Records from a collection:
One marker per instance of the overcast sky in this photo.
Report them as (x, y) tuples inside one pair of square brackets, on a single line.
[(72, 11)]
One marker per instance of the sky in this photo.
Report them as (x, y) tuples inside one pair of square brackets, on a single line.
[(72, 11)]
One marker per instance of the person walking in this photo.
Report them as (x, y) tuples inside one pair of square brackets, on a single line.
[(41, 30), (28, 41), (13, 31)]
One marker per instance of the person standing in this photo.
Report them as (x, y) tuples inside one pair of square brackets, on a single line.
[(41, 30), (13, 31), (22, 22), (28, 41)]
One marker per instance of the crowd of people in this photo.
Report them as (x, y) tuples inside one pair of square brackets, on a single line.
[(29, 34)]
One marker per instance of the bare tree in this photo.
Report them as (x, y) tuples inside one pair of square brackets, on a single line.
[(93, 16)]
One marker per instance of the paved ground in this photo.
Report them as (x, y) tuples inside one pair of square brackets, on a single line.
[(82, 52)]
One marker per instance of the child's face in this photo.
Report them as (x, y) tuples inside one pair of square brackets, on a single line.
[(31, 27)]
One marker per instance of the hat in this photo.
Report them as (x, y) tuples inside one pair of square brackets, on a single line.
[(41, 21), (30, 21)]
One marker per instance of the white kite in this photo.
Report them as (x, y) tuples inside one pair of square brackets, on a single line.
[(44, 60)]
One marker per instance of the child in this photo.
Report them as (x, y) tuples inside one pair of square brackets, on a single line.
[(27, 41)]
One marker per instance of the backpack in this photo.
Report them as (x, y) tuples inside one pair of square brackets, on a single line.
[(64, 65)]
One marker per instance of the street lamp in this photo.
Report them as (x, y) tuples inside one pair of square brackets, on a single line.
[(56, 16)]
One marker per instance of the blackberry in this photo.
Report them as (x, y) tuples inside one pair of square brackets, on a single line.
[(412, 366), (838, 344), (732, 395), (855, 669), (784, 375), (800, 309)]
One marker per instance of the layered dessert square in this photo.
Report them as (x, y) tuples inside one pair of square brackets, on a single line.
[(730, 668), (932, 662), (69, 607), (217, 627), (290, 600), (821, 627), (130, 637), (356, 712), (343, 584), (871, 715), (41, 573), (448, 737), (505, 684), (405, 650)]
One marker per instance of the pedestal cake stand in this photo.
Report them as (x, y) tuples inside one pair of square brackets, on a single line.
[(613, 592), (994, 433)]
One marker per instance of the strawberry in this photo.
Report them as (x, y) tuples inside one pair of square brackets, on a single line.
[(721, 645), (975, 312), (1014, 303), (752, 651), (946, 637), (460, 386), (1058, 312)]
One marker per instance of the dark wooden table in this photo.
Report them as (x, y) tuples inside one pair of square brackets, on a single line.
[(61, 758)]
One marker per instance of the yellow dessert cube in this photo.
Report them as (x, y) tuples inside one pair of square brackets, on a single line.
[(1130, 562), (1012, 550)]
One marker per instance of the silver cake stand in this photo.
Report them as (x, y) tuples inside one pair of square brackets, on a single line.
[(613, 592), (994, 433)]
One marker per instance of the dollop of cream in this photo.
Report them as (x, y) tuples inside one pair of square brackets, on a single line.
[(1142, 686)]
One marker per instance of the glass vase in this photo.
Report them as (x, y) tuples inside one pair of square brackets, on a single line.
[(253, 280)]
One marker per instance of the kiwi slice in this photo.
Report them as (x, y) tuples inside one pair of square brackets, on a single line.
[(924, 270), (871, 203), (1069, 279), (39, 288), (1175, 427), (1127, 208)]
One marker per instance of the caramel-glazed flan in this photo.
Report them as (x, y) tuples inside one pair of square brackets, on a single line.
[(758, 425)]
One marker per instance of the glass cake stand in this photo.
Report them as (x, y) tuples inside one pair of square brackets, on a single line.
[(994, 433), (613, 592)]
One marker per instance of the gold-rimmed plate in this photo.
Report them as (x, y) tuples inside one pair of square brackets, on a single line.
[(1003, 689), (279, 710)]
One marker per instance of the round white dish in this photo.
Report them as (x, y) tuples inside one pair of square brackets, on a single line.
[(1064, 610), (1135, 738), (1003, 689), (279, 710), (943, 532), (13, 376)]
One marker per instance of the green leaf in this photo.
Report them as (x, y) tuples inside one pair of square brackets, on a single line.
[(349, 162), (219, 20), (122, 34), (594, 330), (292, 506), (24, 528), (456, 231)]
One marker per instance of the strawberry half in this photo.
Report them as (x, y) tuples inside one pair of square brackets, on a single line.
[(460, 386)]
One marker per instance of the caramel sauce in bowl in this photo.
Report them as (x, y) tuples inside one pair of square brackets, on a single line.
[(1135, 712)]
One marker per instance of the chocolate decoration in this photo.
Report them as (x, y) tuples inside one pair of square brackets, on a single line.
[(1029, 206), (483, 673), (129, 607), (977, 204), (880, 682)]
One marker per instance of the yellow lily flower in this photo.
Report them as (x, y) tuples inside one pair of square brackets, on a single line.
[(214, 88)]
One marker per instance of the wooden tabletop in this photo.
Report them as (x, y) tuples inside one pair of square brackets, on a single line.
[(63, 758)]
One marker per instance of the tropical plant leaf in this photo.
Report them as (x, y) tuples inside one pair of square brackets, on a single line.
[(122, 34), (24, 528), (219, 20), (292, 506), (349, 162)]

→ **TASK OBJECTIVE**:
Can you write out all of the material above line for line, without changing a single character?

→ **FINISHED ANSWER**:
One marker per instance of the overcast sky in this photo.
Report them as (x, y) tuples inside one pair of square brackets, on a single line.
[(72, 11)]
One marker per instance of the sky in this photo.
Report them as (x, y) tuples inside one pair of square brackets, on a single line.
[(72, 11)]
One marker per instance of the person walking in this photo.
Report them as (x, y) tuples inside one pair of square brackets, on a single line.
[(41, 30), (28, 41), (13, 31)]
One marker per instance of the person standing in this photo.
Report them as (x, y) tuples inside one pair of square brackets, on a single line.
[(41, 30), (13, 31), (22, 22), (28, 41)]
One marker per instance of the crowd of people in this photo.
Report them as (x, y) tuples inside one pair of square brackets, on a single line.
[(29, 34)]
One marker per instance of the bare tree in this photo.
Report them as (x, y) tuples inside one pair of square brackets, on a single line.
[(93, 16)]
One marker per instance of the paved ground in this photo.
Report them as (x, y) tuples inside one pair of square brackets, on a single line.
[(82, 52)]
One marker per instance of the child's face in this photo.
Report them as (x, y) tuples inside one pair of square brackets, on a single line.
[(31, 27)]
One marker per instance of the hat in this photo.
Report them as (x, y) tuples inside one pair of square brackets, on a single line.
[(41, 21), (30, 21)]
One marker per instance of the white kite in this photo.
Report them as (x, y) tuples inside one pair of square brackets, on a single line.
[(44, 60)]
One marker per instance of the child in this photo.
Report them as (x, y) tuples inside one pair of square brackets, on a single line.
[(27, 41)]
One marker per instance of the backpack in this photo.
Report them as (x, y) tuples inside one pair of square brackets, on a single line.
[(64, 65)]
One marker per instance of the street lamp in this photo.
Report them as (x, y) tuples inside one pair of square brackets, on a single line.
[(56, 16)]
One marker per instance of the blackberry in this photo.
Report them as (x, y) tuples inside one pair of square brackets, on a single line.
[(412, 366), (838, 344), (732, 395), (855, 669), (784, 375), (800, 309)]
One marker per instance of the layered dessert square in this photo.
Report them as (x, y) tuples inside one pair of square brackets, on a single line.
[(730, 668), (932, 662), (69, 607), (217, 627), (290, 600), (821, 627), (130, 637), (356, 712), (343, 584), (871, 715), (41, 573), (448, 737), (505, 684), (405, 650)]
One marker per instance of the pedestal cake stand in this photo.
Report them as (x, y) tuples inside one pair of square brackets, on a single line.
[(613, 592), (994, 433)]
One marker per instance of the strawberry in this photo.
Report them as (x, y) tuples inside one pair of square brackets, on a single line.
[(721, 645), (975, 312), (1014, 303), (752, 651), (946, 637), (460, 386), (1058, 312)]
One marker per instance of the dark wooden table in this photo.
Report them as (x, y) tuples inside one pair of square brackets, on a single line.
[(61, 758)]
One marker per instance of the yellow dessert cube in this photo.
Report them as (x, y) tuples inside one pair of square brackets, on a single line.
[(1130, 562), (1012, 550)]
One marker per instance of the silver cake stand in this photo.
Report them as (x, y) tuples inside one pair of square brackets, on a single line.
[(613, 592), (994, 433)]
One marker per instance of the dollop of cream in this photo.
Report them as (x, y) tuples inside one pair of square brackets, on a single line.
[(1142, 686)]
One marker per instance of the glass vase in this photo.
Report them as (x, y) tuples inside one pair of square brackets, on a single line.
[(253, 280)]
One marker per instance of the kiwi slice in this photo.
Report them as (x, y) tuples inside one pair of square brackets, on a single line.
[(924, 270), (871, 203), (1069, 279), (39, 288), (1175, 427), (1127, 208)]
One marker per instance of the caramel-glazed flan in this photo.
Report them as (x, y) tuples inside one pair of square brackets, on a single line.
[(758, 425)]
One marker per instance of the glass cake stand in this photo.
Report them as (x, y) tuples inside one pair of square brackets, on a single line.
[(994, 433), (613, 592)]
One marker per instance of the gold-rimmed plate in this photo.
Report them as (x, y) tuples inside one pair of square brackets, on a single line.
[(1003, 689), (279, 710)]
One marker per instance of the round white dish in this photo.
Report them as (x, y) tuples inside one pair of square brackets, on a single line.
[(1064, 610), (1135, 738), (1003, 689), (279, 710), (943, 532), (13, 376)]
One marker per instance of the green leaf in this photo.
Report them as (x, y) tuples inside one pair of square brackets, on a single line.
[(349, 162), (219, 20), (122, 34), (594, 330), (292, 506), (24, 528), (456, 231)]
One marker per instance of the strawberry half in this photo.
Report them as (x, y) tuples inside one pair of square brackets, on a single line.
[(460, 386)]
One marker per instance of the caramel sauce in bowl in this photo.
Report them as (x, y) tuples inside one pair of square brackets, on a single line.
[(1135, 712)]
One marker per instance of the chocolate decoration in this photo.
Report them as (x, y) tuples inside one pair of square brackets, on a single line.
[(1029, 206), (483, 673), (129, 607), (977, 204), (880, 682)]
One marker per instance of the yellow lily flower in this photo.
Report them as (x, y) tuples inside one pair of square brackets, on a single line.
[(214, 88)]
One marker per instance of the wooden tabletop in this photo.
Report them as (x, y) tuples inside one pair of square brackets, on a single line.
[(63, 758)]
One marker per instance of the tropical plant leaf in this photo.
Report them as (x, y) tuples inside one pair of square brackets, on a single line.
[(122, 34), (24, 528), (219, 20), (292, 506), (349, 162)]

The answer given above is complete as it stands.